Written request 1:
Output, word for word, the portion of the parser excerpt that begins with the words containing "I learnt this in" and ends with "sin(X/2) and cos(X/2)".

Page excerpt:
It's easy to understand it you think about the principles involved
and don't stare blindly at the code.

Assume f is a function which parses X - to evoke the parser we call f(X)

now there are two cases:

- we got enough data to parse. We do the parse the result is R
and some data left over X1. So in this case

f(X) => {ok, R, X1}

- we didn't get enough data. So we return

f(X) => {more, F1}

and the *next* time we get data X we call F1(X)

Restarting the parse at the "top" is just equivalent to writing the parse
function like this:

f(X) ->
case is_there_enough_data_to_do_the_parse(X) of
true ->
do_the_parse(X);
false ->
{more, fun(Z) -> X ++ Z end}
end.

<<aside1 I actually returned {done,Result,NewParserFunction} not
{ok, R, X1} - but the idea is the same>>

<<aside2: It's not a good idea to try and think about how mutually
recursive definitions work (it just makes you head hurt) - think
base case, recursive case. Then prove that the recursive case
make the problem smaller.

I learnt this in school, but it was called something different.

I learnt this:

sin(2A) = 2sin(A)cos(A)
cos(2A) = 1 - 2sin^(X)

sin(0) = 0
cos(0) = 1

So to compute sin(X) we have to compute sin(X/2) and cos(X/2)

Working data:

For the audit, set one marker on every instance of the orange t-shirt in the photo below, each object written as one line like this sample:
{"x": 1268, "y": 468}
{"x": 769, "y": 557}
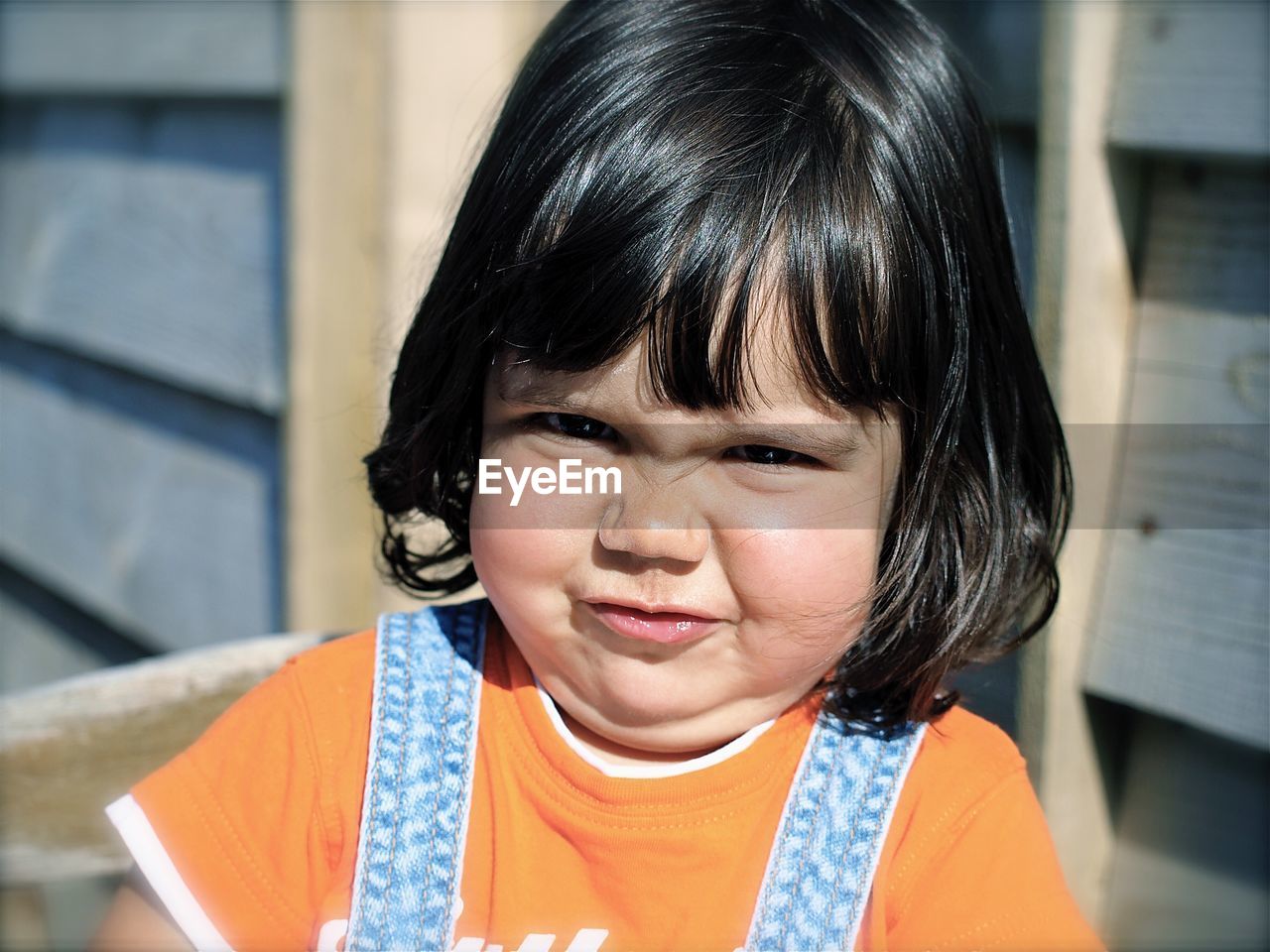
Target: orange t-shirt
{"x": 261, "y": 816}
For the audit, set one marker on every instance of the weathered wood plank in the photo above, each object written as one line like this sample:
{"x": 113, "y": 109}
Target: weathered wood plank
{"x": 1184, "y": 622}
{"x": 1083, "y": 326}
{"x": 1183, "y": 629}
{"x": 151, "y": 508}
{"x": 148, "y": 236}
{"x": 1207, "y": 236}
{"x": 1191, "y": 867}
{"x": 1193, "y": 76}
{"x": 335, "y": 168}
{"x": 68, "y": 749}
{"x": 154, "y": 48}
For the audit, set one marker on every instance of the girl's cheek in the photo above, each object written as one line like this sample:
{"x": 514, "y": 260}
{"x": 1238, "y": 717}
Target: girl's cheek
{"x": 802, "y": 571}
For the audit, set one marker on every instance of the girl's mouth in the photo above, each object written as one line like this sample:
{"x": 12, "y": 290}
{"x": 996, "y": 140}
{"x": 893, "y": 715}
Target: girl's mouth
{"x": 665, "y": 627}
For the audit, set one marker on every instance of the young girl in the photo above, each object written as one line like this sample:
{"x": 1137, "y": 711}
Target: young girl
{"x": 746, "y": 263}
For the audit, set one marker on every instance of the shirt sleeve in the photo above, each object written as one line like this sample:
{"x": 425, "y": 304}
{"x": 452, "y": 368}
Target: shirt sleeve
{"x": 231, "y": 832}
{"x": 992, "y": 883}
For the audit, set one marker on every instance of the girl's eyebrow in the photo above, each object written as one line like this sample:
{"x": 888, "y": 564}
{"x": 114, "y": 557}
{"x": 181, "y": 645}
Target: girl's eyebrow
{"x": 536, "y": 391}
{"x": 818, "y": 439}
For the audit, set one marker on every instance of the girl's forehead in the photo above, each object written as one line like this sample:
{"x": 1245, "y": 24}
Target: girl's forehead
{"x": 622, "y": 388}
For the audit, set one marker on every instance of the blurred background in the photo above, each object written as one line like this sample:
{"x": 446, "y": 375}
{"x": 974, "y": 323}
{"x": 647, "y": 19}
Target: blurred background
{"x": 217, "y": 214}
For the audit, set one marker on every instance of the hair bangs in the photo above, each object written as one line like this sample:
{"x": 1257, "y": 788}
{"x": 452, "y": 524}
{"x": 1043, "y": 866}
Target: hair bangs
{"x": 663, "y": 235}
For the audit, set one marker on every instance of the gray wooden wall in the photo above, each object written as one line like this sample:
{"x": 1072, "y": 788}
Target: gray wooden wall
{"x": 141, "y": 329}
{"x": 1180, "y": 636}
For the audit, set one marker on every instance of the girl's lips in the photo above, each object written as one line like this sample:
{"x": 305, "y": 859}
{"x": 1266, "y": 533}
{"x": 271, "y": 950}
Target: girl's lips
{"x": 665, "y": 627}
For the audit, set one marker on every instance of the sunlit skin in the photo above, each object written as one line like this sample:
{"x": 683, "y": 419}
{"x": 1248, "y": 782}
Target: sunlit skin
{"x": 783, "y": 555}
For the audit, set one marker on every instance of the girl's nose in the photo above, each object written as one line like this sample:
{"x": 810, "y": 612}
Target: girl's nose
{"x": 657, "y": 526}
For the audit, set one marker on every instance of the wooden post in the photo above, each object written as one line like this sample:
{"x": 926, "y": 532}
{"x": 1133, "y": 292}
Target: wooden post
{"x": 1084, "y": 318}
{"x": 335, "y": 159}
{"x": 448, "y": 67}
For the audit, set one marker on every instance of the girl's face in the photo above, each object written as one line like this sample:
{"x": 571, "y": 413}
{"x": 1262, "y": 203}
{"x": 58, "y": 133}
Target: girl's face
{"x": 769, "y": 524}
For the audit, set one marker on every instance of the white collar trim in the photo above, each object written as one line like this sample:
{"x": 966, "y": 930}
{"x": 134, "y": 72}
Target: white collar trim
{"x": 652, "y": 770}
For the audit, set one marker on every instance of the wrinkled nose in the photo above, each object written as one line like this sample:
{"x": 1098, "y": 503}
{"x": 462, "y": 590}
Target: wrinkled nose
{"x": 654, "y": 525}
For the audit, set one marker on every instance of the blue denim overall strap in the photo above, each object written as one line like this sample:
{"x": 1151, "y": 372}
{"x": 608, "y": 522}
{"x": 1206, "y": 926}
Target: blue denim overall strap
{"x": 418, "y": 782}
{"x": 418, "y": 793}
{"x": 829, "y": 839}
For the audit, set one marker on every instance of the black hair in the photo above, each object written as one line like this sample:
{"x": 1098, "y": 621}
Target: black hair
{"x": 654, "y": 157}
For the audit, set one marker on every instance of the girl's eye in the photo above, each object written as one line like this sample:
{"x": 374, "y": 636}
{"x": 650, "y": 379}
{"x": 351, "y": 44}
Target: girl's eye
{"x": 574, "y": 425}
{"x": 772, "y": 457}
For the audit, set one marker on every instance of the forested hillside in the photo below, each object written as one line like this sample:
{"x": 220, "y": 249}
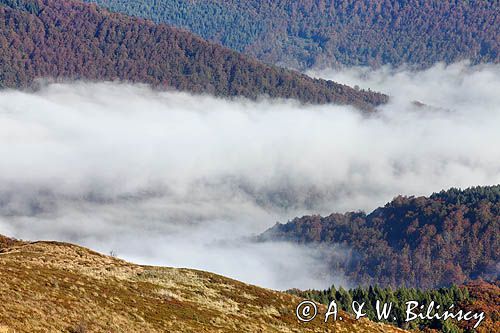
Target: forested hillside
{"x": 58, "y": 287}
{"x": 447, "y": 238}
{"x": 308, "y": 33}
{"x": 477, "y": 296}
{"x": 73, "y": 40}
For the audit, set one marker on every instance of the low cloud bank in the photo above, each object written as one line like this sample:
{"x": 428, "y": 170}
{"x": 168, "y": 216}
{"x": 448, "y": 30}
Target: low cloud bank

Written request 2:
Return, verbatim, the lines of the entries from the line containing "the low cloud" through the end of the entries, both included, and nothing else.

Task answer 1:
I learnt this in school, but it was called something different.

I learnt this:

sin(2A) = 2sin(A)cos(A)
cos(2A) = 1 - 2sin^(X)

sin(0) = 0
cos(0) = 1

So to compute sin(X) we have to compute sin(X/2) and cos(X/2)

Task answer 2:
For the audit, set one marker on every instance of the low cloud bank in the photo above, each object written as one line like this sample:
{"x": 428, "y": 170}
{"x": 168, "y": 216}
{"x": 448, "y": 30}
Target: low cloud bank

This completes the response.